What this task involves | Format the lines of the rows below as a JSON list of strings, one string per line, omitting blank lines. Begin at the line containing "If you could point at the blurred" and continue through the last line of the rows, including both ends.

Supplied information |
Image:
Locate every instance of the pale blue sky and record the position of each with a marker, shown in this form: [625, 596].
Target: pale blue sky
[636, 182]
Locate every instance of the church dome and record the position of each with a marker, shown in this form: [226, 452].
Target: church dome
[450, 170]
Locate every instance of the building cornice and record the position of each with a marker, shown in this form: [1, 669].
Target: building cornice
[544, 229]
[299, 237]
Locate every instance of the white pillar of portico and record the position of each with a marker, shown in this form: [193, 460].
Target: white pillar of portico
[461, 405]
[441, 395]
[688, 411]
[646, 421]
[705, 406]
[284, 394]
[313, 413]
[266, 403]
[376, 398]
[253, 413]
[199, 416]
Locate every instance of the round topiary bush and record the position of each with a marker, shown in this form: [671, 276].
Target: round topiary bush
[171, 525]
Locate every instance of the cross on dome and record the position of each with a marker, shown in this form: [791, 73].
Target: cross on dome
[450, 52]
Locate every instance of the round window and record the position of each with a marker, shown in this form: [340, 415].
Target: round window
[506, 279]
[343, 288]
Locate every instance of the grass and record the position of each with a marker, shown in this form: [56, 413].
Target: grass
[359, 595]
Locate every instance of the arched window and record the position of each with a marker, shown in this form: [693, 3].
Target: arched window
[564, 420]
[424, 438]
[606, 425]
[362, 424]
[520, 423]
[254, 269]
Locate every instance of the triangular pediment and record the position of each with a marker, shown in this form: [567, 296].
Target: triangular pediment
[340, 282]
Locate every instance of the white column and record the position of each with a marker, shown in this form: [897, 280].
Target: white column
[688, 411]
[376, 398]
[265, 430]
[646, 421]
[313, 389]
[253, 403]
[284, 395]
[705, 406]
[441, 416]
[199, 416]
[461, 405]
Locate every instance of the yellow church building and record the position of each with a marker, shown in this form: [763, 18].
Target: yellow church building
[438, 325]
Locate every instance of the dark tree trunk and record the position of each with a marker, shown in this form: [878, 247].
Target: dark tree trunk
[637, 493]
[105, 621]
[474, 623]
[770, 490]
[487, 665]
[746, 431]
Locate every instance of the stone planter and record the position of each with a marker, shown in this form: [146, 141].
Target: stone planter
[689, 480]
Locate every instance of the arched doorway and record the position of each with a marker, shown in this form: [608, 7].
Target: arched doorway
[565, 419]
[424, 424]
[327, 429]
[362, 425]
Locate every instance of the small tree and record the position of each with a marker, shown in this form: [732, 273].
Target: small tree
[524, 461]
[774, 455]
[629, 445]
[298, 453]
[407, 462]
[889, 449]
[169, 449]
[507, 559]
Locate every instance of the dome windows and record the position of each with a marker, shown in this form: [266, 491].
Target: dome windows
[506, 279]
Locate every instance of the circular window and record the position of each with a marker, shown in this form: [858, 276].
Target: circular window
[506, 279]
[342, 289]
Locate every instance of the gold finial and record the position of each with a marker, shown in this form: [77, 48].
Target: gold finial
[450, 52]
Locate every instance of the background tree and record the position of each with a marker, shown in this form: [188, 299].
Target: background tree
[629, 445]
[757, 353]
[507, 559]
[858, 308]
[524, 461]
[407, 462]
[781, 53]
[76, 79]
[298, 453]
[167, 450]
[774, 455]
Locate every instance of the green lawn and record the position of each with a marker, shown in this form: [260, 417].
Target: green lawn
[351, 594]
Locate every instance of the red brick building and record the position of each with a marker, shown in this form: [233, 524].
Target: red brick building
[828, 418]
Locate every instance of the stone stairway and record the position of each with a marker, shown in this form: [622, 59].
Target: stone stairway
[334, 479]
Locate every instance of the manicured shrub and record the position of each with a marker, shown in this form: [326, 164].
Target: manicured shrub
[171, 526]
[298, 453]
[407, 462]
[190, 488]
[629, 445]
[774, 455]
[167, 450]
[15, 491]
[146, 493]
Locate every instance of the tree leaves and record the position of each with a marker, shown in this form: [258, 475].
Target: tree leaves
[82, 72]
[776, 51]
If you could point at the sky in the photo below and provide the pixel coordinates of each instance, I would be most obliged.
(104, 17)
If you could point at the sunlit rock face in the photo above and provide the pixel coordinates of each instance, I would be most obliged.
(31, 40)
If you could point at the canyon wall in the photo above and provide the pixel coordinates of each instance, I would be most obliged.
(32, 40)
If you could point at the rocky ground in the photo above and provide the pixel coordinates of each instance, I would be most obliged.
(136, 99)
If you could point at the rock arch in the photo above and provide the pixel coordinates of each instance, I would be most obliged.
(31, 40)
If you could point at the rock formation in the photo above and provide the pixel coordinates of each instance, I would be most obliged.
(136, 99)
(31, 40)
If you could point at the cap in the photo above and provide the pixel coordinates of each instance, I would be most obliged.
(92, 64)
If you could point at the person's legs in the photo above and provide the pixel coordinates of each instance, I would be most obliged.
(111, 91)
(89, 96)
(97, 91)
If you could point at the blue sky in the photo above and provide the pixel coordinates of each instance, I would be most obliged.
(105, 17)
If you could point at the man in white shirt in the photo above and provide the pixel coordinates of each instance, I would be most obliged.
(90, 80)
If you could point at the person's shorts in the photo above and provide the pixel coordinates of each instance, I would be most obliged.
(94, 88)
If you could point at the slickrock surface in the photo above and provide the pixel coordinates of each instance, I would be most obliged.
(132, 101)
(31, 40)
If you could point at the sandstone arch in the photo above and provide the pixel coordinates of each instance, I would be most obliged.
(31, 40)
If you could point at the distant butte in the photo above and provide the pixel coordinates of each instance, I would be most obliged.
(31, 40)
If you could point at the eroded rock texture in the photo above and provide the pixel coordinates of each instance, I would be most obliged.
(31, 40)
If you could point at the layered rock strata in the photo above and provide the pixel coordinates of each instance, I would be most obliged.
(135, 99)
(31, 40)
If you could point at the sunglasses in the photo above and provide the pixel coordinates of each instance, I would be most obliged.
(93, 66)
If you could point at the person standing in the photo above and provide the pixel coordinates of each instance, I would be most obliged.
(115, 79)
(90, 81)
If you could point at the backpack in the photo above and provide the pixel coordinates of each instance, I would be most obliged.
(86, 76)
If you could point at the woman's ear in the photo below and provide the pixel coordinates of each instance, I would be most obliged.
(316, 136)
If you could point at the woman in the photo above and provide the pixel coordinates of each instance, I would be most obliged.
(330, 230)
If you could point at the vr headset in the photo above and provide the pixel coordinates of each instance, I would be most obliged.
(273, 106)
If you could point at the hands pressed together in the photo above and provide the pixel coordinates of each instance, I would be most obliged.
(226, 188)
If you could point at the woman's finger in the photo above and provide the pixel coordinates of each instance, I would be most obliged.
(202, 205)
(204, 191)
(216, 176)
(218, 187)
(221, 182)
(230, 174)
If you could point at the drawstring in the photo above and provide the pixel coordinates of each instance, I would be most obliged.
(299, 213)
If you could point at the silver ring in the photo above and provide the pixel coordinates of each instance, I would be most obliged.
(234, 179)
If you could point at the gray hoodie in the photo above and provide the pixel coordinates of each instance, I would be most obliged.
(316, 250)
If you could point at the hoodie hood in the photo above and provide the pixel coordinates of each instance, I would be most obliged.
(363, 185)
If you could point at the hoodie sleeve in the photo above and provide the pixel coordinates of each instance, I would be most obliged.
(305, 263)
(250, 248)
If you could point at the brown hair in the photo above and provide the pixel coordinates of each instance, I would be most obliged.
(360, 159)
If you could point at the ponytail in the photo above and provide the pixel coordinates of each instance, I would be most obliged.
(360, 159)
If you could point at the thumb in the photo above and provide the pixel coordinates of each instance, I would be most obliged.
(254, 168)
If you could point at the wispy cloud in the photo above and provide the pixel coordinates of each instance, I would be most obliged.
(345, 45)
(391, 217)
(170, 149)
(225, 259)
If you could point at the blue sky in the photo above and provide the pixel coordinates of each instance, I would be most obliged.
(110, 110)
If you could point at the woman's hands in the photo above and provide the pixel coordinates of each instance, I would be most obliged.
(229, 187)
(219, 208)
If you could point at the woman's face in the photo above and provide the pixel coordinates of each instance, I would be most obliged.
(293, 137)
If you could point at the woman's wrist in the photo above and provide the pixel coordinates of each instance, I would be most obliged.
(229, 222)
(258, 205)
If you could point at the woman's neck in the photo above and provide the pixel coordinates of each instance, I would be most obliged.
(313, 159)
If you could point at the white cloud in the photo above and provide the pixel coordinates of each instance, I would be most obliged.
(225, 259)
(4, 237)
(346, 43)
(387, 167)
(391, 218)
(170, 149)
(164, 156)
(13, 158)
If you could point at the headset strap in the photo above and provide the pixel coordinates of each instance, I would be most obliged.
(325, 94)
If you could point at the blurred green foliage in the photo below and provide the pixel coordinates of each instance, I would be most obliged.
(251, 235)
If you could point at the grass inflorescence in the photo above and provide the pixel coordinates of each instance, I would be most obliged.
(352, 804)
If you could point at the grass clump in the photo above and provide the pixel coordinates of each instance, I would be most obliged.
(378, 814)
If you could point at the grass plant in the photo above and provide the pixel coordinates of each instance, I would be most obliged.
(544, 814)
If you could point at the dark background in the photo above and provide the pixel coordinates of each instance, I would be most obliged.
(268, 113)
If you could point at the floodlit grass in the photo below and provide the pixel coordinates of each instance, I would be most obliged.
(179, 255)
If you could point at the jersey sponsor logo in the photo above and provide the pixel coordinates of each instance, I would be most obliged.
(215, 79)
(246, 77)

The output |
[
  "If you could point at the blurred green foliage in the photo below and provide the pixel coordinates of each instance, I would be most obliged.",
  "(251, 235)",
  "If you could point at the grass inflorescence in the photo above and provide the pixel coordinates of each instance, I would be most obliged.",
  "(352, 804)",
  "If you could point at the grass clump in the photo above and provide the pixel coordinates of each instance, I would be most obliged.",
  "(378, 814)",
  "If you could point at the grass plant in the photo above and provide the pixel coordinates of each instance, I would be most obliged.",
  "(544, 814)",
  "If you could point at the dark background in the photo above and provide the pixel coordinates of each instance, I would be most obliged.",
  "(268, 113)",
  "If you could point at the floodlit grass in the photo below and provide the pixel coordinates of each instance, I would be most obliged.",
  "(179, 255)",
  "If you could point at the jersey sponsor logo in the photo above and provide the pixel coordinates of each instance, I would be most obliged.",
  "(215, 79)",
  "(246, 77)"
]